* **What this task involves**: Reproduce the entries below word for word, starting at the line that contains "Note: in this drill we tag each instance of the athlete's" and ending at the final line of the entries.

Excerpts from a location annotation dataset
START
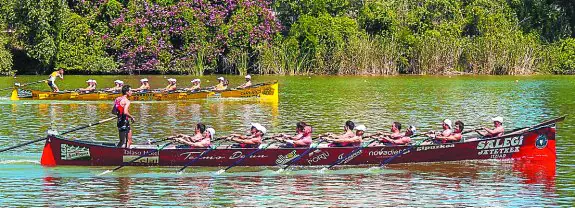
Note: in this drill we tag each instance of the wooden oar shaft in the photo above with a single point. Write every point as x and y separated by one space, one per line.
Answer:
25 84
64 133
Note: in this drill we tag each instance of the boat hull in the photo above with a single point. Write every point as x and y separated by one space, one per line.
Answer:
537 144
264 91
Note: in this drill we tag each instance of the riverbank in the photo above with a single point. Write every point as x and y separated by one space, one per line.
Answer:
286 37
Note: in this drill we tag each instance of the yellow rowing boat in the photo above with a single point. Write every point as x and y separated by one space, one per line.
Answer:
262 91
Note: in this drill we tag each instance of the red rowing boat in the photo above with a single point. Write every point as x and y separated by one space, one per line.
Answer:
527 143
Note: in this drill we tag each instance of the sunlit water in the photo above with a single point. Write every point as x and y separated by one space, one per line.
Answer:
324 102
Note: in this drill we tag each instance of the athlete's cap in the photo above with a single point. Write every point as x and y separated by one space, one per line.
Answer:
END
* **Answer to this problem**:
Note: in this drill we tag each instance of the athlete's cap in the photo above with a single point. Write every point as x and y separated by one space, one per line.
Answer:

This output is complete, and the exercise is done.